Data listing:
----

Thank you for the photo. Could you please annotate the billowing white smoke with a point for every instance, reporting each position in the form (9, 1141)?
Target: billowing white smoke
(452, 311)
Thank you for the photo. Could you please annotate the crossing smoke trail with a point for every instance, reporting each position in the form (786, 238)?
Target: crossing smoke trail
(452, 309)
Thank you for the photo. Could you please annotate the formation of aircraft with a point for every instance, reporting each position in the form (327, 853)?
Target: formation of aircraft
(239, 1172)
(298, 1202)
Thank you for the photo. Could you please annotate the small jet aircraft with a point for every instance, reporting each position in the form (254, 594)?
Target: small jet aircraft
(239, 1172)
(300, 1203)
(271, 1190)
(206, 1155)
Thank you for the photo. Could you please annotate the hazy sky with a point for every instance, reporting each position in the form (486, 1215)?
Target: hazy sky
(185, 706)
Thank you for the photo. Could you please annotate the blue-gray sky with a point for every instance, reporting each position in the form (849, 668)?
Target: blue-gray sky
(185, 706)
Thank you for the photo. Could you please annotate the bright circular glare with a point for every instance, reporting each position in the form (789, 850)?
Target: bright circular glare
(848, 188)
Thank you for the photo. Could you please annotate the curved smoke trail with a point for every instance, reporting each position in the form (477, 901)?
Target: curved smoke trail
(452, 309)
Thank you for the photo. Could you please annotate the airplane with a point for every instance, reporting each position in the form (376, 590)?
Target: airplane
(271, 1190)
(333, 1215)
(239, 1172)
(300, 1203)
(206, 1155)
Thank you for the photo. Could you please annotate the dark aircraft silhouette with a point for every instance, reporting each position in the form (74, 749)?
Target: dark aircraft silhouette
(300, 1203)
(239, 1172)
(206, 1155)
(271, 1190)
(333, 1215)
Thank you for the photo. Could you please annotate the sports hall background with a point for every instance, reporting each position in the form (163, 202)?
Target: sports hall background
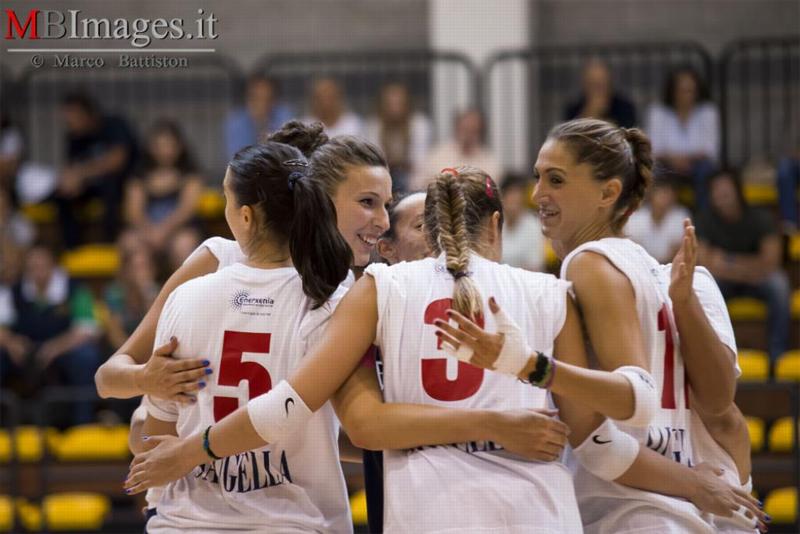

----

> [What is needed]
Copy out every row above word for word, leaving out the pictures.

> [Full output]
Thank you for the photo. Could you please annotate the billowing white smoke with a point for every instance, reporting each position in the form (9, 1141)?
Target: billowing white smoke
(452, 311)
Thank you for the photo. Could you please annotate the crossing smoke trail with a point for every instance, reporting each position in the form (786, 238)?
Target: crossing smoke trail
(452, 309)
Thank you for the photo. Could you please annotate the formation of aircraft with a point for every instance, reporting each position in the form (327, 853)?
Target: formation of aircraft
(239, 1172)
(298, 1202)
Thank you for the photo. Could you please annotate the small jet aircraft with a point for every instance, reporting each position in the form (254, 594)?
Target: small jet aircraft
(239, 1172)
(300, 1203)
(271, 1190)
(206, 1155)
Thank you for the photo. Could you please annotate the hazy sky with a point for every instance, reporting each position in the form (486, 1215)?
Target: hazy sky
(185, 706)
Thank you for the photo. Could you please annotate the blue-gray sky with a point for every instance, reporting each position in the form (849, 668)?
Target: blue-gray sky
(185, 706)
Thank you for the photo. Could you please annotate the bright circular glare with a point for every instance, reporting each position in the form (789, 850)?
Target: bright circular glare
(848, 188)
Thank you for the photo. Could you please annotate the curved smoke trail with a point for every instance, reporting each position in the form (477, 901)?
Target: curved smoke trail
(452, 309)
Thank you for the photo. Could you please annotate the airplane with a point for every instance, reporting each position in the form (376, 590)?
Target: airplane
(271, 1190)
(333, 1215)
(239, 1172)
(300, 1203)
(206, 1155)
Thank you for the photo. Could you please annotate the dark aircraft silhouette with a point for every instance, reporting each position in the form (74, 749)?
Target: dark aircraft silhouette
(300, 1203)
(239, 1172)
(206, 1155)
(271, 1190)
(333, 1215)
Thank you for the photo. Could you please annotate the sports hall background with a point for every instance, reporting each position in the form (163, 202)?
Target: sports hall background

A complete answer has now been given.